## WRITTEN INSTRUCTION
Reproduce all of the rows below verbatim, omitting the pictures.
= = =
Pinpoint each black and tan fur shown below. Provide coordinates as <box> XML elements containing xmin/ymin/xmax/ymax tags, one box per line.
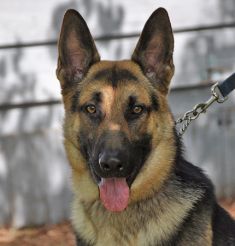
<box><xmin>57</xmin><ymin>8</ymin><xmax>235</xmax><ymax>246</ymax></box>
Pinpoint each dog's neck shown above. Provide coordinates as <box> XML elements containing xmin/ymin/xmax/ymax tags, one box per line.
<box><xmin>70</xmin><ymin>168</ymin><xmax>202</xmax><ymax>245</ymax></box>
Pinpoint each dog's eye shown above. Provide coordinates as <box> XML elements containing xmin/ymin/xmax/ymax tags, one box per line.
<box><xmin>86</xmin><ymin>104</ymin><xmax>96</xmax><ymax>114</ymax></box>
<box><xmin>132</xmin><ymin>105</ymin><xmax>144</xmax><ymax>114</ymax></box>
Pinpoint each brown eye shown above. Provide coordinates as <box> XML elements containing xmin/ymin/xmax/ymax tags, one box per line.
<box><xmin>86</xmin><ymin>105</ymin><xmax>96</xmax><ymax>114</ymax></box>
<box><xmin>132</xmin><ymin>106</ymin><xmax>143</xmax><ymax>114</ymax></box>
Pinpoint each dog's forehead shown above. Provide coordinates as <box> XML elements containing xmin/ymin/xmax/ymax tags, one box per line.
<box><xmin>79</xmin><ymin>61</ymin><xmax>150</xmax><ymax>101</ymax></box>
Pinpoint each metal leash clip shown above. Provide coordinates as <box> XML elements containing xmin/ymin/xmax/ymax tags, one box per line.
<box><xmin>175</xmin><ymin>83</ymin><xmax>228</xmax><ymax>136</ymax></box>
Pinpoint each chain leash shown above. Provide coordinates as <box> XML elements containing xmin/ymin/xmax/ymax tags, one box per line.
<box><xmin>175</xmin><ymin>83</ymin><xmax>228</xmax><ymax>136</ymax></box>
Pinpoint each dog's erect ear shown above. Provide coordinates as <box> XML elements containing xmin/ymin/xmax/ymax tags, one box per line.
<box><xmin>132</xmin><ymin>8</ymin><xmax>174</xmax><ymax>94</ymax></box>
<box><xmin>57</xmin><ymin>9</ymin><xmax>100</xmax><ymax>88</ymax></box>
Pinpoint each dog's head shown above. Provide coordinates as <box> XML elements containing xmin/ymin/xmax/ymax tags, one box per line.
<box><xmin>57</xmin><ymin>8</ymin><xmax>175</xmax><ymax>211</ymax></box>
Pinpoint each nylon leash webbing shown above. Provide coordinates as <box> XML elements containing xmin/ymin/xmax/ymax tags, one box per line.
<box><xmin>175</xmin><ymin>73</ymin><xmax>235</xmax><ymax>136</ymax></box>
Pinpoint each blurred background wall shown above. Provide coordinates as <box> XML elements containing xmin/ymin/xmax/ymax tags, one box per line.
<box><xmin>0</xmin><ymin>0</ymin><xmax>235</xmax><ymax>227</ymax></box>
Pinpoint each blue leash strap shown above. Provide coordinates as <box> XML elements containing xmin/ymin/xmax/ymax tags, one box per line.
<box><xmin>217</xmin><ymin>73</ymin><xmax>235</xmax><ymax>97</ymax></box>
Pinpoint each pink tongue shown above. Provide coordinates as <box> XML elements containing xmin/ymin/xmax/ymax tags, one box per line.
<box><xmin>99</xmin><ymin>178</ymin><xmax>129</xmax><ymax>212</ymax></box>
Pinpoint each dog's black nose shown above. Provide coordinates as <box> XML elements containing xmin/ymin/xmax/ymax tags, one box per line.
<box><xmin>99</xmin><ymin>151</ymin><xmax>124</xmax><ymax>174</ymax></box>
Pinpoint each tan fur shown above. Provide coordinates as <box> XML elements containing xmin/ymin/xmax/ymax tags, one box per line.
<box><xmin>57</xmin><ymin>10</ymin><xmax>220</xmax><ymax>246</ymax></box>
<box><xmin>73</xmin><ymin>177</ymin><xmax>204</xmax><ymax>246</ymax></box>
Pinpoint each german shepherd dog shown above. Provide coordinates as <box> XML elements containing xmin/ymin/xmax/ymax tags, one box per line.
<box><xmin>57</xmin><ymin>8</ymin><xmax>235</xmax><ymax>246</ymax></box>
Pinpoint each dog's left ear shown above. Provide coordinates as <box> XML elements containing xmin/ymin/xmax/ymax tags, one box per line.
<box><xmin>56</xmin><ymin>9</ymin><xmax>100</xmax><ymax>89</ymax></box>
<box><xmin>132</xmin><ymin>8</ymin><xmax>174</xmax><ymax>94</ymax></box>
= = =
## WORKED ANSWER
Pinpoint each black and tan fur shown below. Provide coordinates as <box> XML elements containing xmin/ymin/xmax/ymax tags, one box per line.
<box><xmin>57</xmin><ymin>8</ymin><xmax>235</xmax><ymax>246</ymax></box>
Pinpoint each dog's neck shown above. Provide coordinates as <box> XML elements containing xmin/ymin/xmax/ymax tags, one box per line.
<box><xmin>70</xmin><ymin>168</ymin><xmax>202</xmax><ymax>245</ymax></box>
Pinpoint each dog's eye shown above. Provide coordinates as <box> XML elements containing xmin/ymin/xmax/ymax tags, one box per line.
<box><xmin>86</xmin><ymin>104</ymin><xmax>96</xmax><ymax>114</ymax></box>
<box><xmin>132</xmin><ymin>105</ymin><xmax>144</xmax><ymax>114</ymax></box>
Pinpoint each brown eye shown above. Provide coordinates as <box> XML elements containing xmin/ymin/xmax/ymax tags, one box per line.
<box><xmin>86</xmin><ymin>105</ymin><xmax>96</xmax><ymax>114</ymax></box>
<box><xmin>132</xmin><ymin>106</ymin><xmax>143</xmax><ymax>114</ymax></box>
Pinpoint each dog's forehead shown above. Provide coordinates as <box> XML elements containing xmin/ymin/xmax/ymax tags, one box per line.
<box><xmin>79</xmin><ymin>61</ymin><xmax>150</xmax><ymax>101</ymax></box>
Pinpoint each metal leash clip shown above. Provide coordinates as <box> XML elements containing xmin/ymin/xmax/ymax tags, one box per line.
<box><xmin>175</xmin><ymin>83</ymin><xmax>228</xmax><ymax>136</ymax></box>
Pinpoint each chain leash shown above. Provide coordinates as <box> XML elements containing xmin/ymin/xmax/ymax tags, one box per line.
<box><xmin>175</xmin><ymin>83</ymin><xmax>228</xmax><ymax>136</ymax></box>
Pinpoint each dog's erect ear shown above. Provide coordinates as <box> XML elements containing xmin/ymin/xmax/ymax tags, one box per line.
<box><xmin>132</xmin><ymin>8</ymin><xmax>174</xmax><ymax>94</ymax></box>
<box><xmin>57</xmin><ymin>9</ymin><xmax>100</xmax><ymax>88</ymax></box>
Pinpoint each dog's head shown above. Provide coordinates as <box> XML elements containing xmin/ymin/xmax/ymax tags, one box per line.
<box><xmin>57</xmin><ymin>8</ymin><xmax>175</xmax><ymax>211</ymax></box>
Pinpoint each nylon leash webbing shown above. Provide coordinates as <box> XML elements containing xmin/ymin/xmax/ymax tags, one box per line.
<box><xmin>175</xmin><ymin>73</ymin><xmax>235</xmax><ymax>136</ymax></box>
Pinpoint each blurred background wall shown above. Provide coordinates as <box> XML elements containing xmin/ymin/xmax/ymax tags, one box per line.
<box><xmin>0</xmin><ymin>0</ymin><xmax>235</xmax><ymax>227</ymax></box>
Pinpoint each blue leash strap shown above. Provide coordinates as <box> XML elements containing xmin/ymin/xmax/ymax tags, one box per line.
<box><xmin>217</xmin><ymin>73</ymin><xmax>235</xmax><ymax>97</ymax></box>
Pinpoint each pink tongue shown above. Provide coordinates as <box> XML elements containing xmin/ymin/xmax/ymax tags, one box per line.
<box><xmin>99</xmin><ymin>178</ymin><xmax>129</xmax><ymax>212</ymax></box>
Pinpoint each dog's black nose shown above. Provide coordinates as <box> XML elements containing xmin/ymin/xmax/ymax tags, one box per line.
<box><xmin>99</xmin><ymin>151</ymin><xmax>124</xmax><ymax>174</ymax></box>
Pinpoint each tan fur shown above. Provide coordinates as <box> XML elements containing xmin/ymin/xmax/ymax tags, one box per line.
<box><xmin>57</xmin><ymin>10</ymin><xmax>220</xmax><ymax>246</ymax></box>
<box><xmin>73</xmin><ymin>177</ymin><xmax>204</xmax><ymax>246</ymax></box>
Pinpoint each german shepherd dog shown above. Provide coordinates as <box> XML elements containing xmin/ymin/xmax/ymax tags, one box per line.
<box><xmin>57</xmin><ymin>8</ymin><xmax>235</xmax><ymax>246</ymax></box>
Pinpoint each dog's left ear shown above. Provide coordinates as <box> XML elements containing xmin/ymin/xmax/ymax tags, one box per line.
<box><xmin>56</xmin><ymin>9</ymin><xmax>100</xmax><ymax>89</ymax></box>
<box><xmin>132</xmin><ymin>8</ymin><xmax>174</xmax><ymax>94</ymax></box>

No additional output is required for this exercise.